→ **DATA FOR PROCESSING**
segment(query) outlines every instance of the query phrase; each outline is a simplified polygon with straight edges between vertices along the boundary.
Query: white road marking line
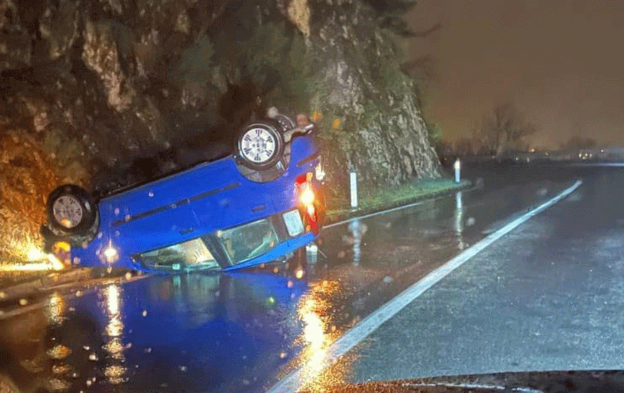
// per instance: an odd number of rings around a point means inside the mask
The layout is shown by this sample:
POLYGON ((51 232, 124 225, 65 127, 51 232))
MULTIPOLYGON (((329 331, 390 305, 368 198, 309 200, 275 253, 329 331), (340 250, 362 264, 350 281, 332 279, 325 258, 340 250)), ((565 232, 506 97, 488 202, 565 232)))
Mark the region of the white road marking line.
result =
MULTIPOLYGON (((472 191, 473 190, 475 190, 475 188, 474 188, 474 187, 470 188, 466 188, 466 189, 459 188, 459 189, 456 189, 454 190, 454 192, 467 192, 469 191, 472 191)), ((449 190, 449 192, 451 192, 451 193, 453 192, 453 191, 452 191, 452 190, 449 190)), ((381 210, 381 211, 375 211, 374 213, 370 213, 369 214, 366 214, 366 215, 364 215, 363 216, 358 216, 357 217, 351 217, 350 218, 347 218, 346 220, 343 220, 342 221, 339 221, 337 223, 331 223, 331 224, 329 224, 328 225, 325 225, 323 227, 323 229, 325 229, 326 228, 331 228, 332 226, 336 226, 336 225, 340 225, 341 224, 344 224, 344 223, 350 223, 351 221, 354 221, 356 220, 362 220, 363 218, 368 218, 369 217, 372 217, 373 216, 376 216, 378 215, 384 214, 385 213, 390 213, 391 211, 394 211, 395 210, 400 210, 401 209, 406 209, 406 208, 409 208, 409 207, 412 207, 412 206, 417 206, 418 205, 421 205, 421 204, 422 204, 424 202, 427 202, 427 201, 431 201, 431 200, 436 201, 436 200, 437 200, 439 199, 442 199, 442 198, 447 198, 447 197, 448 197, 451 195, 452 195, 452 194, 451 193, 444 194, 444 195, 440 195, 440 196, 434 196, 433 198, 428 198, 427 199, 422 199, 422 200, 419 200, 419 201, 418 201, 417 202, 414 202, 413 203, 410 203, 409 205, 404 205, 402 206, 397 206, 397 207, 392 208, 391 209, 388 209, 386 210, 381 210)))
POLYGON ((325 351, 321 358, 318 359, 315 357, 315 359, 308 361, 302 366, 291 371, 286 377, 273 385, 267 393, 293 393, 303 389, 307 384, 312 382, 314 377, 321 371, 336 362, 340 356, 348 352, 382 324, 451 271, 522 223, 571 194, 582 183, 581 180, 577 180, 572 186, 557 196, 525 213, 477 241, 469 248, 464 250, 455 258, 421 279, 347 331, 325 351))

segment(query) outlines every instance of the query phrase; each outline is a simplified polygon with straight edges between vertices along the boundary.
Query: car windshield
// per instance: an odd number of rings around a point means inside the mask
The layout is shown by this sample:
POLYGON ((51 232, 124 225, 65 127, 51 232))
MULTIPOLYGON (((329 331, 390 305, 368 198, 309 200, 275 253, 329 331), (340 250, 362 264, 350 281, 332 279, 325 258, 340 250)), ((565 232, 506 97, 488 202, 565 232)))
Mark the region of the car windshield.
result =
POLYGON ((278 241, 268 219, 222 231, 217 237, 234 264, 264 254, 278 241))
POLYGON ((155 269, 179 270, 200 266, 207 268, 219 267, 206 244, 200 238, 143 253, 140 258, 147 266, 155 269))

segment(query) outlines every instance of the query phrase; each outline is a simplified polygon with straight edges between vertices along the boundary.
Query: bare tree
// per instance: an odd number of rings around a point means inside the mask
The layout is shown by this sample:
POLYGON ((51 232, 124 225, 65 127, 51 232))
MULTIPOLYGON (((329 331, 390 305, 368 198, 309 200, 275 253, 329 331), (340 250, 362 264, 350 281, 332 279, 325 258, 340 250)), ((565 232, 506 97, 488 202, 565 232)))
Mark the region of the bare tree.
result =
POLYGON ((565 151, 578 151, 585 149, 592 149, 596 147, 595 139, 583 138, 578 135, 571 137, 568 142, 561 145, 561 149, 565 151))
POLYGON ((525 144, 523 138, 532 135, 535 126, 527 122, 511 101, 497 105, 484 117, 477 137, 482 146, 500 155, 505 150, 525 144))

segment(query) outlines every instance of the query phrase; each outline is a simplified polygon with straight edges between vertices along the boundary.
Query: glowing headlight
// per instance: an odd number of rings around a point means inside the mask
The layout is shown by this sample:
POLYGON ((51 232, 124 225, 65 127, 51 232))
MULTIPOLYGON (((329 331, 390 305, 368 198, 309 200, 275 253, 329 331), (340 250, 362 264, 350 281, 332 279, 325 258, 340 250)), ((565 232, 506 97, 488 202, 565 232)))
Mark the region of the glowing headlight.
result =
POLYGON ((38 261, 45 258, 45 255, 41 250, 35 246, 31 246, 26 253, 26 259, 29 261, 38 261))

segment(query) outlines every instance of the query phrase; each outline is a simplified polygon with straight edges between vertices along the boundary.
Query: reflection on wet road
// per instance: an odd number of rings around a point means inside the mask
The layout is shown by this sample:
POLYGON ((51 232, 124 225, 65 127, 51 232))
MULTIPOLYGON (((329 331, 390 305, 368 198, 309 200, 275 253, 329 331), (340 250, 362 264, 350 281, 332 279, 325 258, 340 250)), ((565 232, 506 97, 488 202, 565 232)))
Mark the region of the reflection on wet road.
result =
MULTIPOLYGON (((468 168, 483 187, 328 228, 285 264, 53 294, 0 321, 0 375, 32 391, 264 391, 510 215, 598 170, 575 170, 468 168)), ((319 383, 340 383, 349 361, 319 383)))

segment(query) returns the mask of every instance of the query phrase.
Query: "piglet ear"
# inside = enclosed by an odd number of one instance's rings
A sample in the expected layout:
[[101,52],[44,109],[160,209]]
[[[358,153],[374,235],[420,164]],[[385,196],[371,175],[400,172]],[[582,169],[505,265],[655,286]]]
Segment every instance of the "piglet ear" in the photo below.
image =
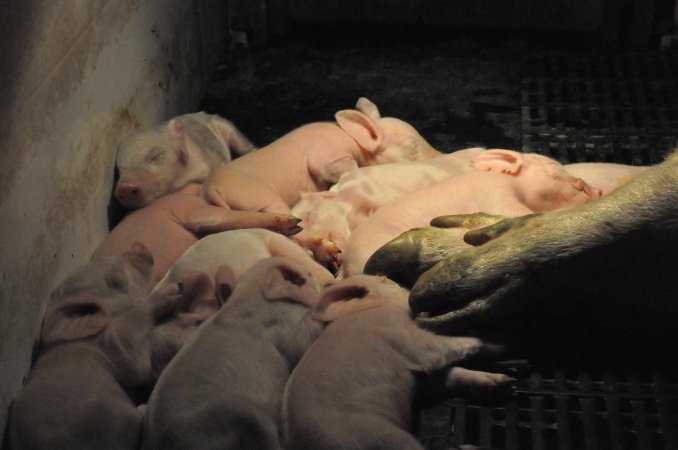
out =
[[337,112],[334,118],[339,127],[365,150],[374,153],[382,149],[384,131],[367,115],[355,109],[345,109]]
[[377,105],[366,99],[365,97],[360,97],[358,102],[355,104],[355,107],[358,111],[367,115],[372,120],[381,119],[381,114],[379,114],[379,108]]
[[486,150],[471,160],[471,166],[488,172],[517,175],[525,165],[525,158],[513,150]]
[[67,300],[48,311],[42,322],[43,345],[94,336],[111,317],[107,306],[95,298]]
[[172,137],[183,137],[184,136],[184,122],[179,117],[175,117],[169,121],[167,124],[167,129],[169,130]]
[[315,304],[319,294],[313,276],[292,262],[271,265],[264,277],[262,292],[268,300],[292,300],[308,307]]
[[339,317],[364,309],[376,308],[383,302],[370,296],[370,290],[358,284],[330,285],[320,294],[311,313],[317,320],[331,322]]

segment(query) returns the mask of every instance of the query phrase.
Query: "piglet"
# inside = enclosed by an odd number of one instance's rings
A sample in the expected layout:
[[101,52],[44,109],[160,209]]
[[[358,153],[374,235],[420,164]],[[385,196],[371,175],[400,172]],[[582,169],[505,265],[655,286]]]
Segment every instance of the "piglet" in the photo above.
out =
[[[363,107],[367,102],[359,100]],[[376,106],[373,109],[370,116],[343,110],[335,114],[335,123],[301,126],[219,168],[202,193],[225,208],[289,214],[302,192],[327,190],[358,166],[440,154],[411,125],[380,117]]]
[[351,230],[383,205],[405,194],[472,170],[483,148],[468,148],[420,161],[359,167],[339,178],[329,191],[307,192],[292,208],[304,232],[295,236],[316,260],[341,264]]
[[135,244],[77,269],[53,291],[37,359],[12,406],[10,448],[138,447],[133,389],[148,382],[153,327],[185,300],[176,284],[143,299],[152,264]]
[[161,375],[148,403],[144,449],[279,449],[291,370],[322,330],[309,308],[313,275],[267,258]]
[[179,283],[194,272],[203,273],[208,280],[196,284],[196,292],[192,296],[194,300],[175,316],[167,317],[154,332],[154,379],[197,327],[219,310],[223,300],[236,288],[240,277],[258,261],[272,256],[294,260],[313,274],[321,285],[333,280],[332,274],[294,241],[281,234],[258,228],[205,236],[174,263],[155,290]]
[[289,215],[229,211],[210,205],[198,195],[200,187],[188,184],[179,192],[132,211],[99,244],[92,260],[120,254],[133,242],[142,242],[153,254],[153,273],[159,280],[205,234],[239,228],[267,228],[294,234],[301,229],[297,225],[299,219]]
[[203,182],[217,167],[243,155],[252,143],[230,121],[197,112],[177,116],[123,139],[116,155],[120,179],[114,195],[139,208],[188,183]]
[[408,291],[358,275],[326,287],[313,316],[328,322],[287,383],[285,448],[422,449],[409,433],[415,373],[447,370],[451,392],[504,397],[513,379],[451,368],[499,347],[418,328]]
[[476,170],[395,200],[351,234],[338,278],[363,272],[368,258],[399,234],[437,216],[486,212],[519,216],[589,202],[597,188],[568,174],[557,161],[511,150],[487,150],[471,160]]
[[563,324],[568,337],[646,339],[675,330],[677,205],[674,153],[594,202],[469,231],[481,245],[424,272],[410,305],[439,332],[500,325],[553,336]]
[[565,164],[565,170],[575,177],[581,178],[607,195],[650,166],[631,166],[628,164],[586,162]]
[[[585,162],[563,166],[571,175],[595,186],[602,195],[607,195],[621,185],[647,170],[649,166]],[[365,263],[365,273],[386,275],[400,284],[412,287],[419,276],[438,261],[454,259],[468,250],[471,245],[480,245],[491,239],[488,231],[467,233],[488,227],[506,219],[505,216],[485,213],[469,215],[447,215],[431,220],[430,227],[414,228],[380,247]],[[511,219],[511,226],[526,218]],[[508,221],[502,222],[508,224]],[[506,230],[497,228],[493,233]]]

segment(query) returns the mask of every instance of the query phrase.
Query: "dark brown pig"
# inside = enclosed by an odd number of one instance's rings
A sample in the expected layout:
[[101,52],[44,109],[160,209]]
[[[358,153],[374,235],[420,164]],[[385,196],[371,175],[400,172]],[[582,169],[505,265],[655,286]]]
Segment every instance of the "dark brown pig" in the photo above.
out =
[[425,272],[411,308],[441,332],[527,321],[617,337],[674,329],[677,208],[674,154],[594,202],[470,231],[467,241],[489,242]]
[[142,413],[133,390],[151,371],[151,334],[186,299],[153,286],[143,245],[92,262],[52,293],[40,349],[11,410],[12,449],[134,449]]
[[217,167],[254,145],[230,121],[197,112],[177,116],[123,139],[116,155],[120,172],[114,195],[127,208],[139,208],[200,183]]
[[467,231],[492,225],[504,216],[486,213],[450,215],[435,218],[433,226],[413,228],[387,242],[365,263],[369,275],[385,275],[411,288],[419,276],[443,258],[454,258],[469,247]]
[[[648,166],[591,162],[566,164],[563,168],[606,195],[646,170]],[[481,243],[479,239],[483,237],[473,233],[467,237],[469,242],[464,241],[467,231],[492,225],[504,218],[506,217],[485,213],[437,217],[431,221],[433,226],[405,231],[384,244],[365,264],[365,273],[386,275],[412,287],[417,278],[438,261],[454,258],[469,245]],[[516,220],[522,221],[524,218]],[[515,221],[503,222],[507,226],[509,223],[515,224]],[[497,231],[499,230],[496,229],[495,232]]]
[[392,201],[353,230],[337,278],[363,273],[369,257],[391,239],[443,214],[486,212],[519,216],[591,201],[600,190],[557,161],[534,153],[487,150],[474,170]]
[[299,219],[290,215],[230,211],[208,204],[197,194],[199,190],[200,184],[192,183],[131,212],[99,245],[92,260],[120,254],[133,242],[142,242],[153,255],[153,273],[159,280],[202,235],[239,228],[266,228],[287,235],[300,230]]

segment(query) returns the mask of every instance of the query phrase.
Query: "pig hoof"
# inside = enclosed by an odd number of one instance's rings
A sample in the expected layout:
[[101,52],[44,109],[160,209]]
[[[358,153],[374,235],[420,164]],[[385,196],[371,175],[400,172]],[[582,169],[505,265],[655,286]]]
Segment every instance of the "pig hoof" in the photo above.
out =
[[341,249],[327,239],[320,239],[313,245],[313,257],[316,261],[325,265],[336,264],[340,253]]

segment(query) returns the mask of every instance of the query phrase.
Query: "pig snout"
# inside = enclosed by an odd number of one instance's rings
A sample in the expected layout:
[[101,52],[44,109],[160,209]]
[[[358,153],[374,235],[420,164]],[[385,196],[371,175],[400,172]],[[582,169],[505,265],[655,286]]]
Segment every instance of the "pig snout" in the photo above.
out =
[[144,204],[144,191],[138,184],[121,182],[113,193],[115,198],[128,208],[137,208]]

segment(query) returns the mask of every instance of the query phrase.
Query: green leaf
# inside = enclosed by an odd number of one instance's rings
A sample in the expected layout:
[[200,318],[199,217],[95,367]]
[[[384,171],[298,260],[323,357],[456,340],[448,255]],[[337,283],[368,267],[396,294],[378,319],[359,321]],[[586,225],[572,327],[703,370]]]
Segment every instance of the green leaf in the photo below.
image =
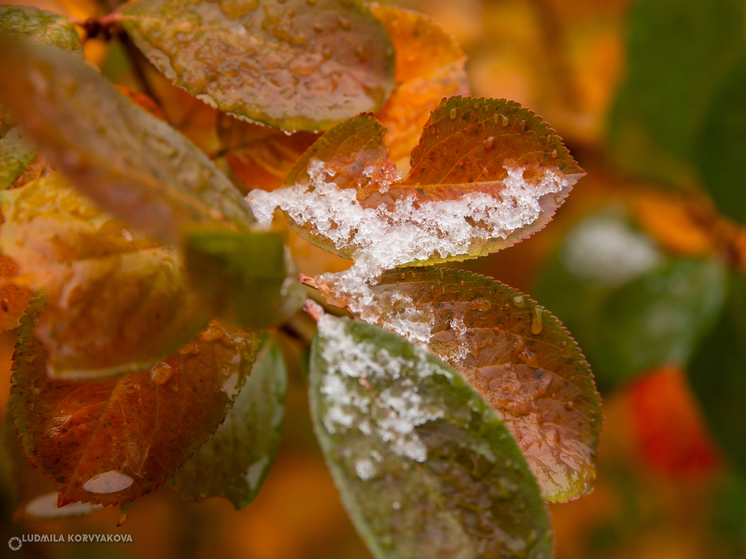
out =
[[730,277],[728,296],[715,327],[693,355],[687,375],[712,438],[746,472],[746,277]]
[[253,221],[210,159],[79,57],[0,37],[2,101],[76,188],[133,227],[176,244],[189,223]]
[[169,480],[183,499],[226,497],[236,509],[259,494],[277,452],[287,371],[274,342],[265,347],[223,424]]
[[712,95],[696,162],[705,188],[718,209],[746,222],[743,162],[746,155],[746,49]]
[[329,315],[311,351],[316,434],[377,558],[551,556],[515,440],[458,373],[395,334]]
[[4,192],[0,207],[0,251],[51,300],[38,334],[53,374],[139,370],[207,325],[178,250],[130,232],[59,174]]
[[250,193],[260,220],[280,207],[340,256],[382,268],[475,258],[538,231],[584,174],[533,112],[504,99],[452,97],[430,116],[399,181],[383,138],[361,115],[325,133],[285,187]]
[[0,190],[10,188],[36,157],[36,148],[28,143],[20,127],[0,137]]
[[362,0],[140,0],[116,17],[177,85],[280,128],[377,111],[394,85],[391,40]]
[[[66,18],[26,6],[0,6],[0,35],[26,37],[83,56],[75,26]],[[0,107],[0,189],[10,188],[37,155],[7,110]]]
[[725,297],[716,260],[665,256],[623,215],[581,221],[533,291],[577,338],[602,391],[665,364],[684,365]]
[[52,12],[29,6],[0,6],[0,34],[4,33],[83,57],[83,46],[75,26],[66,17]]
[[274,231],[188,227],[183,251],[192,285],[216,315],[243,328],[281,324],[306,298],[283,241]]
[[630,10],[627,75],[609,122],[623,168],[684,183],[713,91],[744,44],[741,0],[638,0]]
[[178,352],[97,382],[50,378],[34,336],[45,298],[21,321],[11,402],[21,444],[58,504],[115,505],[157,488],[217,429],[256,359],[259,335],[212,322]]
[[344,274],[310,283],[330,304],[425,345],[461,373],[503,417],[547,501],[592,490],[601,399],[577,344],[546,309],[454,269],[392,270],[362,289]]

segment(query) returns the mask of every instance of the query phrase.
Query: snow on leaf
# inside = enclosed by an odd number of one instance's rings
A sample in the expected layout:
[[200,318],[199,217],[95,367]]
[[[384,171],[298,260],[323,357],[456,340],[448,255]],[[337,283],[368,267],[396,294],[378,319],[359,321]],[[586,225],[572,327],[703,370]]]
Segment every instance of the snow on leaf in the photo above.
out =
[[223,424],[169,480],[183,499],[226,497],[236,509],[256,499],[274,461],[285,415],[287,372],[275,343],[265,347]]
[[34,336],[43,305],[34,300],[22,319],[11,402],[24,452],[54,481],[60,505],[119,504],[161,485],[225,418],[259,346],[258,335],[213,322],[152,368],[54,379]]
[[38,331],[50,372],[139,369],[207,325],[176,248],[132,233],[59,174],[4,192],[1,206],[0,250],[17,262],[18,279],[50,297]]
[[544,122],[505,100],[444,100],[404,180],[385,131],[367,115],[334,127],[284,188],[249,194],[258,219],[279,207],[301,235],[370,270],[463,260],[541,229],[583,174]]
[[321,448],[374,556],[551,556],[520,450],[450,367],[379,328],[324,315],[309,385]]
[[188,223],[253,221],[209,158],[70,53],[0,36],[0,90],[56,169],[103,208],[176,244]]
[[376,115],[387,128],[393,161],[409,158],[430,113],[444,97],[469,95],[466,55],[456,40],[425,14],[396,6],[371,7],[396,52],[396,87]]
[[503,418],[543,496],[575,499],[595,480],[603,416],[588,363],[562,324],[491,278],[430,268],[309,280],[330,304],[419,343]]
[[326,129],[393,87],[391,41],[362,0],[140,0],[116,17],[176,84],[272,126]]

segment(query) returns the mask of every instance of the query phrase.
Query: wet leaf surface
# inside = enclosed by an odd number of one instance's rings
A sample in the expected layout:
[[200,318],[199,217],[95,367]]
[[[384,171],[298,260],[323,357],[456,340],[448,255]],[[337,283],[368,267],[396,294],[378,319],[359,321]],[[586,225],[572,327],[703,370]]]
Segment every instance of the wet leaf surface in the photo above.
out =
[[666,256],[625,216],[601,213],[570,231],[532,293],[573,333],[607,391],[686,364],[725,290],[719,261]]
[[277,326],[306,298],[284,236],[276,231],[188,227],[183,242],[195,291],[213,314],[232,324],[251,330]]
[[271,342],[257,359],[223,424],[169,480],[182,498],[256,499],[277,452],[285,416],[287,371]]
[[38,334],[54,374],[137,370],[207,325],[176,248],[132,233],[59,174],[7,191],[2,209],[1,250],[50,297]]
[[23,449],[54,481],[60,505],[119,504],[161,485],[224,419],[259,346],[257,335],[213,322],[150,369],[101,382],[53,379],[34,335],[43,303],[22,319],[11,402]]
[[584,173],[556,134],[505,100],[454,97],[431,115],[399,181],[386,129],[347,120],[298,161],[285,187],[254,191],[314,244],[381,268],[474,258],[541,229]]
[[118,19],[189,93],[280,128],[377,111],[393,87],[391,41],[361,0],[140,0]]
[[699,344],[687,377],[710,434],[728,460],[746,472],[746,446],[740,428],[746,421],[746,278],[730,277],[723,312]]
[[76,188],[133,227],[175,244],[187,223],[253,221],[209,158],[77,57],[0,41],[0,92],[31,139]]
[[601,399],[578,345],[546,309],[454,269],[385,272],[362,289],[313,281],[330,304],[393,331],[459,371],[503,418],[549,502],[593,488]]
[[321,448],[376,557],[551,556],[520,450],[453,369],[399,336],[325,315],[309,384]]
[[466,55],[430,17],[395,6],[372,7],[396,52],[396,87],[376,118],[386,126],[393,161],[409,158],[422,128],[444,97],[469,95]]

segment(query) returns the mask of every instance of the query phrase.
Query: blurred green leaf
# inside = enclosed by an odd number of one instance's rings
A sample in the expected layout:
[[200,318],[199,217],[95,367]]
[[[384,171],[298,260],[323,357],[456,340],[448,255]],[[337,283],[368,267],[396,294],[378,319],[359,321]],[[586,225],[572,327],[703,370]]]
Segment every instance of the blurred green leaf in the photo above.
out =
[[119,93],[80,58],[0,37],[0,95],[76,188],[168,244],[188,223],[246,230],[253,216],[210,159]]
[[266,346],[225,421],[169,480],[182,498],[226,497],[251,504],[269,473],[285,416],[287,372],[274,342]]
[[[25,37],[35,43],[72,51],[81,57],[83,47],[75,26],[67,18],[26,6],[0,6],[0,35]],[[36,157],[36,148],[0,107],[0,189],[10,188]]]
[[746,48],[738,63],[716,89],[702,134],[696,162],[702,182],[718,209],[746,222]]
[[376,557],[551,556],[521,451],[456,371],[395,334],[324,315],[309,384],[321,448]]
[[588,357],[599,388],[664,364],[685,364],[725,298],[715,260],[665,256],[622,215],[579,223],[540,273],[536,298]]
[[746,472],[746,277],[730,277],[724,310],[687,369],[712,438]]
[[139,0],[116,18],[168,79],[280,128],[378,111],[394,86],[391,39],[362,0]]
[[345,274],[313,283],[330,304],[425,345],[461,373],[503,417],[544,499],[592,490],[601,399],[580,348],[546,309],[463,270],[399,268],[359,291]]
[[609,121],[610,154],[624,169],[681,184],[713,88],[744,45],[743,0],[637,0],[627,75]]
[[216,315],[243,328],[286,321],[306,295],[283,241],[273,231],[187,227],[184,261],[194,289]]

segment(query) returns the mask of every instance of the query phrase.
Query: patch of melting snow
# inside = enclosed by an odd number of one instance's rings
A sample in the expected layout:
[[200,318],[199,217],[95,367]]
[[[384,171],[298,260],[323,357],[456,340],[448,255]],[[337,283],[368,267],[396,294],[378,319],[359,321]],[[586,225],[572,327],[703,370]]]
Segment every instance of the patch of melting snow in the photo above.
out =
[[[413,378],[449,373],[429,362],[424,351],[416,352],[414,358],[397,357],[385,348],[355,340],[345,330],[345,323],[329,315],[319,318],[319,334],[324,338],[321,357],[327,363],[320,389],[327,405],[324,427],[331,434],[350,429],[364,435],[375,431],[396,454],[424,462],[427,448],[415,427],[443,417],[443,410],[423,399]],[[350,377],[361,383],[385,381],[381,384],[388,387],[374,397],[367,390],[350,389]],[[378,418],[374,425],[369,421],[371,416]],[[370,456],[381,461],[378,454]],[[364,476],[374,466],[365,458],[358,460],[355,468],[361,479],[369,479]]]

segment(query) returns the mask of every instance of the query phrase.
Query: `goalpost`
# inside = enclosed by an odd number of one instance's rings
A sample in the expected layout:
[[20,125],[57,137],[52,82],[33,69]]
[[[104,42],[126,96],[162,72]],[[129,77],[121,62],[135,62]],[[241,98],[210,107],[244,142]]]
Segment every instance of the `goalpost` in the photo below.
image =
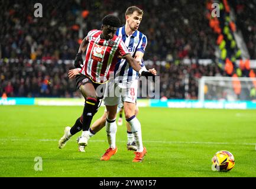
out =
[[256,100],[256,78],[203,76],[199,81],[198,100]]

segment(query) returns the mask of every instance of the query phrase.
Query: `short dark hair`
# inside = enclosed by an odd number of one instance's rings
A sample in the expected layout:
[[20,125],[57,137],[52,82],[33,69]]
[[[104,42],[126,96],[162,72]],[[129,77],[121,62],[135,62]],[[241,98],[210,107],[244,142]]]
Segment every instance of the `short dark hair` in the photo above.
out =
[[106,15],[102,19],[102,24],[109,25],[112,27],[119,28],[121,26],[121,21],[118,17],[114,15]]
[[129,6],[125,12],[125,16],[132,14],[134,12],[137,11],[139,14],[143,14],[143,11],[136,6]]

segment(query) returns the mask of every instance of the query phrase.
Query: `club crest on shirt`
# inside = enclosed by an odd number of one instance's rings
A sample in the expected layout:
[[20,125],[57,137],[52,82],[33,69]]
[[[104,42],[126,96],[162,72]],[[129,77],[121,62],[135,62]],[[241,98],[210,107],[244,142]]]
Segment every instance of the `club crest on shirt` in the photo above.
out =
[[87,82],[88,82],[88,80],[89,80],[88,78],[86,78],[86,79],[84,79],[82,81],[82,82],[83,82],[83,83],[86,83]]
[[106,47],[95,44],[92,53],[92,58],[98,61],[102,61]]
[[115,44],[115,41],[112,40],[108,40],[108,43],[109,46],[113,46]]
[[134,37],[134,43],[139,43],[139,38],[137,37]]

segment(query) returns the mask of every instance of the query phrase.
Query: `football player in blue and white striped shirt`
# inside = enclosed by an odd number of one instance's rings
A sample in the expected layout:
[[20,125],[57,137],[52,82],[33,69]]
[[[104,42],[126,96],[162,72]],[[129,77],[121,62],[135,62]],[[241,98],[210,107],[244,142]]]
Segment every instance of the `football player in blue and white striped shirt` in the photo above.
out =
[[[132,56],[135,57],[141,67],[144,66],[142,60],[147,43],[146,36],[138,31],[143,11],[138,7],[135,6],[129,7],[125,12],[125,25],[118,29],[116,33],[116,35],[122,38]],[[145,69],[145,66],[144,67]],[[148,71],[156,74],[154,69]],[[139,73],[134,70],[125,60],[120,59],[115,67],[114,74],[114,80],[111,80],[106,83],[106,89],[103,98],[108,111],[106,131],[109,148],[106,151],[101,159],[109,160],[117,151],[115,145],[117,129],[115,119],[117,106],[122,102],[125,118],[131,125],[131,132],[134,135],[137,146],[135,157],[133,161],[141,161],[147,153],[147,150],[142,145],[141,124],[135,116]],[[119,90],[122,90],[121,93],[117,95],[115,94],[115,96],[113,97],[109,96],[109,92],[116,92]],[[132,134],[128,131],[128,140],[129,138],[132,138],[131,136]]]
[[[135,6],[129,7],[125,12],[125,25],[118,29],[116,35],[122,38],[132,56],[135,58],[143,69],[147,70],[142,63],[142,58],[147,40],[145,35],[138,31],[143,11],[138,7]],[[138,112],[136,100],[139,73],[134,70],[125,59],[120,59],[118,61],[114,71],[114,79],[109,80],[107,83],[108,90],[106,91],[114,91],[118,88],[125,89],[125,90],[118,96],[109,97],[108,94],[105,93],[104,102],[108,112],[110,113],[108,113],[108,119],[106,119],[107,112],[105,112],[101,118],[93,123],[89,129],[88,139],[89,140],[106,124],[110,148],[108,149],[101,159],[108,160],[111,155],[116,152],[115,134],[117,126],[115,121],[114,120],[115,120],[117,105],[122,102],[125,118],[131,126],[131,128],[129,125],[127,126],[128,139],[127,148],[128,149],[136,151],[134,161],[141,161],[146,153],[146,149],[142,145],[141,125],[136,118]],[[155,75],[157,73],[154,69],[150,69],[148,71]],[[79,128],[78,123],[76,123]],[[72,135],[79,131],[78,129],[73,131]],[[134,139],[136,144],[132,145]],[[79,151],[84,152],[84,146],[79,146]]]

→ **WHAT YOU WILL DO**
Count the lines above that contain the string "green", treating case as significant, and reply with the number alone.

→ **EXERCISE RESPONSE**
4